[What needs to be done]
Read the data and repeat it in full, exactly.

[The records]
•••

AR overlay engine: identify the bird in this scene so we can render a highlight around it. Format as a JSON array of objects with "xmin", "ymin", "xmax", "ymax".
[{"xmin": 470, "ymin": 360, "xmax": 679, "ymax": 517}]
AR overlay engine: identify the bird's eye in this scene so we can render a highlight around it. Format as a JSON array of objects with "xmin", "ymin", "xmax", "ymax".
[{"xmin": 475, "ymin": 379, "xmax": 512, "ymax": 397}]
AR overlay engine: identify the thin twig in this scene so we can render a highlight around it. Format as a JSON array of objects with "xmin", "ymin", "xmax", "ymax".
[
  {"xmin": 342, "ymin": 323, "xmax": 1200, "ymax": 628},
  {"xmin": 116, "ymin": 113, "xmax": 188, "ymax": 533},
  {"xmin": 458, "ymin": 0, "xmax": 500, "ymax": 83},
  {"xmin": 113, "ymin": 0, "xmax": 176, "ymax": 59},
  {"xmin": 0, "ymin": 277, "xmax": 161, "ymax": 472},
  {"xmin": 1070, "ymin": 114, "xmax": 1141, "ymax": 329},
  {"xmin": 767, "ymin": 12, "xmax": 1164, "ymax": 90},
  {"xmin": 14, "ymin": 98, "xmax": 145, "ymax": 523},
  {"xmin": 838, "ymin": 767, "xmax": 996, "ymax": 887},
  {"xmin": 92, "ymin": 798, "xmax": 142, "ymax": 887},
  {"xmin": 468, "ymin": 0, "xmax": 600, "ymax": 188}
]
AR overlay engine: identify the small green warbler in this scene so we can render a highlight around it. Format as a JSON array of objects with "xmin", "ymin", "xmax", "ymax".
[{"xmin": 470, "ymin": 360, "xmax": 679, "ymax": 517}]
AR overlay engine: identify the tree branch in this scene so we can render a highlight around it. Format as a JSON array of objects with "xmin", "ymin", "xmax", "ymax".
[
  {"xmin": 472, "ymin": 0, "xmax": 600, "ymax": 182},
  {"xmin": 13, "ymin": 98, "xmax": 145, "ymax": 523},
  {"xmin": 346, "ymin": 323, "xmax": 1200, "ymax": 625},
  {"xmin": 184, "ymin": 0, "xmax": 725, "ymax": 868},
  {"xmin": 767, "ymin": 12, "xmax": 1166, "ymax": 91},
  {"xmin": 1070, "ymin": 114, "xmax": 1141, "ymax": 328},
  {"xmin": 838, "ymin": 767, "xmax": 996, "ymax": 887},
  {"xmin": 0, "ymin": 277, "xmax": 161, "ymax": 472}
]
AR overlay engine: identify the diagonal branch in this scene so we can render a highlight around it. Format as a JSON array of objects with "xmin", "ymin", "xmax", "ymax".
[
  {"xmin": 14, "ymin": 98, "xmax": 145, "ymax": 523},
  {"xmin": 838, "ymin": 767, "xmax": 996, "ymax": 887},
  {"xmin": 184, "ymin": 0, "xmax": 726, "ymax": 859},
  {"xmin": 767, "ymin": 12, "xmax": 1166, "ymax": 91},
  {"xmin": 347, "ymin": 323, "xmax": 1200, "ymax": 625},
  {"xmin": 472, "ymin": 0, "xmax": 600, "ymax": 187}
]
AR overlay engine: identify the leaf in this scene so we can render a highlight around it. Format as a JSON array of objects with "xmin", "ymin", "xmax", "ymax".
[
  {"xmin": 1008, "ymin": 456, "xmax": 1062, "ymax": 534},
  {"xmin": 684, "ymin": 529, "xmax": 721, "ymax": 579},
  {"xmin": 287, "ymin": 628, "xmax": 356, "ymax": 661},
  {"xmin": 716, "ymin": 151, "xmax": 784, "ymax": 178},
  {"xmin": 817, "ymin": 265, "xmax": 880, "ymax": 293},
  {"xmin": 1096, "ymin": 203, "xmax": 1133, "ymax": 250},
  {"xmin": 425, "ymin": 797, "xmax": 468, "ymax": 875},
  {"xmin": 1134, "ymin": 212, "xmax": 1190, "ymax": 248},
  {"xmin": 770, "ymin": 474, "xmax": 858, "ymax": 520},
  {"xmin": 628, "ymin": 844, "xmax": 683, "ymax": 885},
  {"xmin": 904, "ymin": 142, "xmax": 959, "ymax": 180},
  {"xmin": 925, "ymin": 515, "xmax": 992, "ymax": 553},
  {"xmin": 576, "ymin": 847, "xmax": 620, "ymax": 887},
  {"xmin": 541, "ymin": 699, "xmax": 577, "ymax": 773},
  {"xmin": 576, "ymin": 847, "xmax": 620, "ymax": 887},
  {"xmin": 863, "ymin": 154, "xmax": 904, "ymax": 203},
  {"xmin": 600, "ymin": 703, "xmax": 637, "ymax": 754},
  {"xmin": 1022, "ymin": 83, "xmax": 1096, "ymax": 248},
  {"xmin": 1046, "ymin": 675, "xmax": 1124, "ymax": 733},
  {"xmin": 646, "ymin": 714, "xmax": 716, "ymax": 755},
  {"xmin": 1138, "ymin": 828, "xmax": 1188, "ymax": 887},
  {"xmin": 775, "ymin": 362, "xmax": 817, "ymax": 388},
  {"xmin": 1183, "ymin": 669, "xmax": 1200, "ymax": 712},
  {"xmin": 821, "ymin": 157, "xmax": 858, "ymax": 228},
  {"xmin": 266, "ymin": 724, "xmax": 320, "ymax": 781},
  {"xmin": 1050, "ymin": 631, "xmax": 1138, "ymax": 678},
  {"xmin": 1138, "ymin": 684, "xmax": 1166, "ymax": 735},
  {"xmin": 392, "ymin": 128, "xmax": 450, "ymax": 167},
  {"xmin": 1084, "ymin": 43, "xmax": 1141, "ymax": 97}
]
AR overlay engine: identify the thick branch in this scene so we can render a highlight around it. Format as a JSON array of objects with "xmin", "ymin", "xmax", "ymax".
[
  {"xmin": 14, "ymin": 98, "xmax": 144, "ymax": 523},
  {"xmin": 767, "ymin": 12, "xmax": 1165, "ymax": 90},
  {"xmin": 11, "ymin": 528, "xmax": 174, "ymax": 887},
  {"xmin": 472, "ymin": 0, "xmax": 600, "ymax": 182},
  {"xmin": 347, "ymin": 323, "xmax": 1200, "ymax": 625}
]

•••

[Task answer]
AR overlay engine: identify the bird in this scene so we can render a highlight around it. Format as a JSON array of objects with "xmin", "ymin", "xmax", "ymax".
[{"xmin": 470, "ymin": 360, "xmax": 679, "ymax": 517}]
AR overlay engine: identify the bird's eye in this scene so we can render a highlight around it. Format as a JSON array of objects with "xmin", "ymin", "xmax", "ymax".
[{"xmin": 475, "ymin": 379, "xmax": 512, "ymax": 397}]
AR overlay engine: identify the thin twig in this scene so we can render a highlight around it. Format as a JSON array of objects with "xmin", "ymin", "xmax", "ymax".
[
  {"xmin": 342, "ymin": 323, "xmax": 1200, "ymax": 628},
  {"xmin": 116, "ymin": 113, "xmax": 188, "ymax": 533},
  {"xmin": 458, "ymin": 0, "xmax": 500, "ymax": 83},
  {"xmin": 113, "ymin": 0, "xmax": 176, "ymax": 59},
  {"xmin": 0, "ymin": 277, "xmax": 161, "ymax": 472},
  {"xmin": 1070, "ymin": 114, "xmax": 1141, "ymax": 329},
  {"xmin": 767, "ymin": 12, "xmax": 1164, "ymax": 90},
  {"xmin": 14, "ymin": 98, "xmax": 145, "ymax": 523},
  {"xmin": 838, "ymin": 767, "xmax": 996, "ymax": 887},
  {"xmin": 92, "ymin": 798, "xmax": 142, "ymax": 887},
  {"xmin": 468, "ymin": 0, "xmax": 600, "ymax": 188}
]
AR overlay engine: identify the small green warbler in this scene so we can render a highlight around it. Format as a JSON array of objects with "xmin", "ymin", "xmax", "ymax".
[{"xmin": 470, "ymin": 360, "xmax": 679, "ymax": 517}]
AR overlay engine: identify the tree branch in this scene so we can render a highlight around it. Format as a JSON array of objects with "xmin", "ymin", "xmax", "ymax".
[
  {"xmin": 472, "ymin": 0, "xmax": 600, "ymax": 182},
  {"xmin": 13, "ymin": 98, "xmax": 145, "ymax": 523},
  {"xmin": 346, "ymin": 323, "xmax": 1200, "ymax": 625},
  {"xmin": 184, "ymin": 0, "xmax": 725, "ymax": 868},
  {"xmin": 767, "ymin": 12, "xmax": 1166, "ymax": 91},
  {"xmin": 1070, "ymin": 114, "xmax": 1141, "ymax": 328},
  {"xmin": 838, "ymin": 767, "xmax": 996, "ymax": 887},
  {"xmin": 0, "ymin": 277, "xmax": 161, "ymax": 472}
]
AR overlay engine: identify the diagonal branch in this scene so we can render a highlight around it. Format as a JSON array of objects with "xmin", "ymin", "xmax", "ymax".
[
  {"xmin": 14, "ymin": 98, "xmax": 145, "ymax": 523},
  {"xmin": 838, "ymin": 767, "xmax": 996, "ymax": 887},
  {"xmin": 184, "ymin": 0, "xmax": 726, "ymax": 859},
  {"xmin": 767, "ymin": 12, "xmax": 1166, "ymax": 91},
  {"xmin": 347, "ymin": 323, "xmax": 1200, "ymax": 625},
  {"xmin": 472, "ymin": 0, "xmax": 600, "ymax": 187}
]
AR overlay engine: identify the leaf in this scene so we can render a highlight around it. Format as a JSON array of objects with "xmin", "ymin", "xmax", "ymax".
[
  {"xmin": 1008, "ymin": 456, "xmax": 1062, "ymax": 534},
  {"xmin": 684, "ymin": 529, "xmax": 721, "ymax": 579},
  {"xmin": 287, "ymin": 628, "xmax": 356, "ymax": 661},
  {"xmin": 716, "ymin": 151, "xmax": 784, "ymax": 178},
  {"xmin": 817, "ymin": 265, "xmax": 880, "ymax": 293},
  {"xmin": 1096, "ymin": 203, "xmax": 1133, "ymax": 250},
  {"xmin": 425, "ymin": 797, "xmax": 468, "ymax": 875},
  {"xmin": 1134, "ymin": 212, "xmax": 1190, "ymax": 248},
  {"xmin": 770, "ymin": 474, "xmax": 858, "ymax": 520},
  {"xmin": 628, "ymin": 844, "xmax": 683, "ymax": 885},
  {"xmin": 904, "ymin": 142, "xmax": 959, "ymax": 180},
  {"xmin": 925, "ymin": 515, "xmax": 992, "ymax": 553},
  {"xmin": 576, "ymin": 847, "xmax": 620, "ymax": 887},
  {"xmin": 541, "ymin": 699, "xmax": 577, "ymax": 773},
  {"xmin": 576, "ymin": 847, "xmax": 620, "ymax": 887},
  {"xmin": 863, "ymin": 154, "xmax": 904, "ymax": 203},
  {"xmin": 600, "ymin": 703, "xmax": 637, "ymax": 754},
  {"xmin": 1022, "ymin": 83, "xmax": 1096, "ymax": 248},
  {"xmin": 1046, "ymin": 675, "xmax": 1124, "ymax": 733},
  {"xmin": 646, "ymin": 714, "xmax": 716, "ymax": 755},
  {"xmin": 1138, "ymin": 828, "xmax": 1188, "ymax": 887},
  {"xmin": 775, "ymin": 362, "xmax": 817, "ymax": 388},
  {"xmin": 1183, "ymin": 669, "xmax": 1200, "ymax": 712},
  {"xmin": 821, "ymin": 157, "xmax": 858, "ymax": 228},
  {"xmin": 266, "ymin": 724, "xmax": 320, "ymax": 781},
  {"xmin": 1050, "ymin": 631, "xmax": 1138, "ymax": 678},
  {"xmin": 1138, "ymin": 684, "xmax": 1166, "ymax": 735},
  {"xmin": 392, "ymin": 128, "xmax": 450, "ymax": 167},
  {"xmin": 1084, "ymin": 43, "xmax": 1141, "ymax": 97}
]
AR overlay engine: identify the thick branch in this scene so we can render a highlight around it. Format as a JSON array of objects with "xmin", "ymin", "xmax", "ymax".
[
  {"xmin": 14, "ymin": 98, "xmax": 144, "ymax": 523},
  {"xmin": 767, "ymin": 12, "xmax": 1165, "ymax": 90},
  {"xmin": 11, "ymin": 528, "xmax": 174, "ymax": 887},
  {"xmin": 472, "ymin": 0, "xmax": 600, "ymax": 182},
  {"xmin": 347, "ymin": 323, "xmax": 1200, "ymax": 625}
]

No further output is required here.